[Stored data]
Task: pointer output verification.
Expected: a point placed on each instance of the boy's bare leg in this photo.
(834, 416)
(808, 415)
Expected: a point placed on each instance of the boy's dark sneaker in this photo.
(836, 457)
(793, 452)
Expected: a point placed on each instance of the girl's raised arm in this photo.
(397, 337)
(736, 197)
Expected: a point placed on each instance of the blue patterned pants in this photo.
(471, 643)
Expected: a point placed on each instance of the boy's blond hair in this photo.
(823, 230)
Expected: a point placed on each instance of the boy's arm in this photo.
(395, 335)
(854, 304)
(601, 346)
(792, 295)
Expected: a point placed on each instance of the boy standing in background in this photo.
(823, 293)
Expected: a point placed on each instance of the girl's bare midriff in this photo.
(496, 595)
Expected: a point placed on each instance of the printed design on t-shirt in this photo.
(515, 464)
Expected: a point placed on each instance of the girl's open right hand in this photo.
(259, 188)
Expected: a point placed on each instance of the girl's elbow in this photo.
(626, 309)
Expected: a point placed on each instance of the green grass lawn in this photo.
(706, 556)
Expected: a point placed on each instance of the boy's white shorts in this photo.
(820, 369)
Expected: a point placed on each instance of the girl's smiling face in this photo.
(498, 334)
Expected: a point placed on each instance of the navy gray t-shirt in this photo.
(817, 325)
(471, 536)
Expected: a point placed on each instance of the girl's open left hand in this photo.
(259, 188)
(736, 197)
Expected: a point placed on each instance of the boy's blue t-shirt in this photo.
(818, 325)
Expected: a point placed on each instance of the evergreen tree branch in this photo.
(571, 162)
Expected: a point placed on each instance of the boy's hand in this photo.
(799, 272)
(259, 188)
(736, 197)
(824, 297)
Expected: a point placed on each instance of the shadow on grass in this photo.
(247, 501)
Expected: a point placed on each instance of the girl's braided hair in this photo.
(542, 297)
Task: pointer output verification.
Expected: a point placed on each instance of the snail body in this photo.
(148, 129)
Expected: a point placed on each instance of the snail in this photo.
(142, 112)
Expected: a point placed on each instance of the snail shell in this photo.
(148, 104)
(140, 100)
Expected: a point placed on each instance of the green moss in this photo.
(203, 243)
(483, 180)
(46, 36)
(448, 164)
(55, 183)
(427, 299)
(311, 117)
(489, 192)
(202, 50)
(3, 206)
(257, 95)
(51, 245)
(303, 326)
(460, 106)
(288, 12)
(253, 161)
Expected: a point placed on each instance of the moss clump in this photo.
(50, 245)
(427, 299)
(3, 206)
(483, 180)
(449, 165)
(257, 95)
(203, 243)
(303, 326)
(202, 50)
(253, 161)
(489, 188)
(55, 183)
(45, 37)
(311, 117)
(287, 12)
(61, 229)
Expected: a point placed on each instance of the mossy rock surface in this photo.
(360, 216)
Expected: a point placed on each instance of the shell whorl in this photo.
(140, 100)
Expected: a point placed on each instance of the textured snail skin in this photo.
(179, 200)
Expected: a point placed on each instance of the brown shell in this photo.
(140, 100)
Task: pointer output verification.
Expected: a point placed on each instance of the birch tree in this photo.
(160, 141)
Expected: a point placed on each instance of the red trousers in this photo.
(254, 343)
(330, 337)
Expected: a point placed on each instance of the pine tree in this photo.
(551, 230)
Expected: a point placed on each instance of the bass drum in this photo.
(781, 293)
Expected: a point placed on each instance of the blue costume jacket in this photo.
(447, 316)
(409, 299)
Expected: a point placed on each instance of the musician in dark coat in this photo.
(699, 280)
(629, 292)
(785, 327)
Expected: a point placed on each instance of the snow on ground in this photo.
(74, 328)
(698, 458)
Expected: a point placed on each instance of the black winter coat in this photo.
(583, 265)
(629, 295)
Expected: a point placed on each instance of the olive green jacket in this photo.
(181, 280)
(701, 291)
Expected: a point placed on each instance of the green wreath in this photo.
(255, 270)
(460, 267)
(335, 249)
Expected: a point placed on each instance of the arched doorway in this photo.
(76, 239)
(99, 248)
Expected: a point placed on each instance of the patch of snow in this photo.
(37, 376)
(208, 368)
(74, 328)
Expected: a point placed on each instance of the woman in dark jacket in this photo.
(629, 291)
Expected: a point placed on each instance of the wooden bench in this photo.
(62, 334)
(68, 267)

## About this task
Set down the records above once more, exactly as they stand.

## Answer for the task
Task: pointer output verification.
Expected: a point placed on each instance of the boy's bare leg in this photo.
(834, 416)
(808, 415)
Expected: a point placed on each instance of the boy's dark sneaker in this photo.
(836, 457)
(793, 452)
Expected: a point placed on each instance of the girl's raised arm in this photo.
(397, 337)
(736, 197)
Expected: a point placed on each instance of the blue patterned pants in this photo.
(471, 643)
Expected: a point placed on each instance of the boy's blond hair in this photo.
(823, 230)
Expected: a point placed on each instance of the boy's arm in this photo.
(395, 335)
(854, 304)
(601, 346)
(792, 295)
Expected: a point placed on each instance of the boy standing in background in this photo.
(823, 293)
Expected: a point placed on each instance of the girl's bare midriff in this photo.
(496, 595)
Expected: a point placed on each instance of the printed design on t-shirt in this photo.
(515, 464)
Expected: a point placed on each instance of the girl's open right hand in this photo.
(259, 188)
Expected: a point placed on each instance of the girl's elbow in this photo.
(626, 309)
Expected: a point placed on each instance of the green grass lawn in this photo.
(706, 556)
Expected: a point placed on each instance of the boy's white shorts in this photo.
(820, 369)
Expected: a point placed on each instance of the girl's smiling face in this photo.
(498, 334)
Expected: a point placed on each instance of the navy gray t-shirt in this photo.
(817, 325)
(471, 536)
Expected: a point placed on each instance of the girl's open left hand in this photo.
(259, 188)
(736, 197)
Expected: a point placed on each instance of the boy's blue t-shirt in this photo.
(818, 325)
Expected: a point placed on each instance of the evergreen tree branch in this photo.
(571, 162)
Expected: a point placed on each instance of the boy's hand in this photo.
(799, 272)
(259, 188)
(736, 197)
(824, 297)
Expected: a point placed on each instance of the shadow on grass in this photo.
(247, 501)
Expected: a point placed on each instance of the girl's braided hair in this photo.
(542, 297)
Task: pointer output verification.
Expected: a point placed on each instance of the snail body in this photo.
(148, 129)
Expected: a point placed on each instance of the snail in this photo.
(142, 112)
Expected: a point placed on each instance of the snail shell in this photo.
(148, 104)
(140, 100)
Expected: a point placed on each instance of the green moss in this photo.
(203, 243)
(483, 180)
(46, 36)
(448, 164)
(55, 183)
(427, 299)
(311, 117)
(489, 192)
(202, 50)
(3, 206)
(257, 95)
(51, 245)
(303, 326)
(460, 106)
(288, 12)
(253, 161)
Expected: a point placed on each instance of the moss clump in this photo.
(50, 245)
(427, 299)
(3, 206)
(483, 180)
(449, 165)
(257, 95)
(203, 243)
(303, 326)
(202, 50)
(253, 161)
(489, 188)
(55, 183)
(45, 37)
(311, 117)
(287, 12)
(61, 229)
Expected: a point placed on each instance of the mossy rock surface in this photo.
(360, 216)
Expected: a point placed on each instance of the shell whorl in this photo.
(140, 100)
Expected: a point placed on each instance of the textured snail skin in this photo.
(179, 200)
Expected: a point placed on each instance of the brown shell in this photo.
(140, 100)
Task: pointer output verification.
Expected: a point placed on each instance of the birch tree in this photo.
(160, 141)
Expected: a point placed on each instance of the red trousers in this photo.
(254, 343)
(330, 337)
Expected: a point placed on each instance of the pine tree in this photo.
(551, 230)
Expected: a point placed on each instance of the bass drum in this photo.
(781, 293)
Expected: a point placed on each instance of the blue costume jacket in this photo.
(447, 316)
(409, 299)
Expected: a point placed on each instance of the musician in dark coat in this photo.
(699, 280)
(629, 292)
(785, 327)
Expected: a point placed on each instance of the snow on ground in this photo.
(74, 328)
(698, 458)
Expected: a point placed on each instance of the black winter coat in this photo.
(583, 265)
(629, 295)
Expected: a point placed on each instance of the olive green jacket in this photo.
(181, 280)
(701, 291)
Expected: a point placed on each instance of the green wreath in this photo.
(255, 270)
(460, 267)
(335, 249)
Expected: a point placed on each instance of the arched doorway in this photo.
(76, 239)
(99, 248)
Expected: a point placed on each instance of the patch of snow in this photo.
(37, 376)
(208, 368)
(74, 328)
Expected: a point placed on each instance of the woman in dark jacket in this photo.
(629, 291)
Expected: a point placed on each instance of the wooden bench in this photo.
(62, 334)
(68, 267)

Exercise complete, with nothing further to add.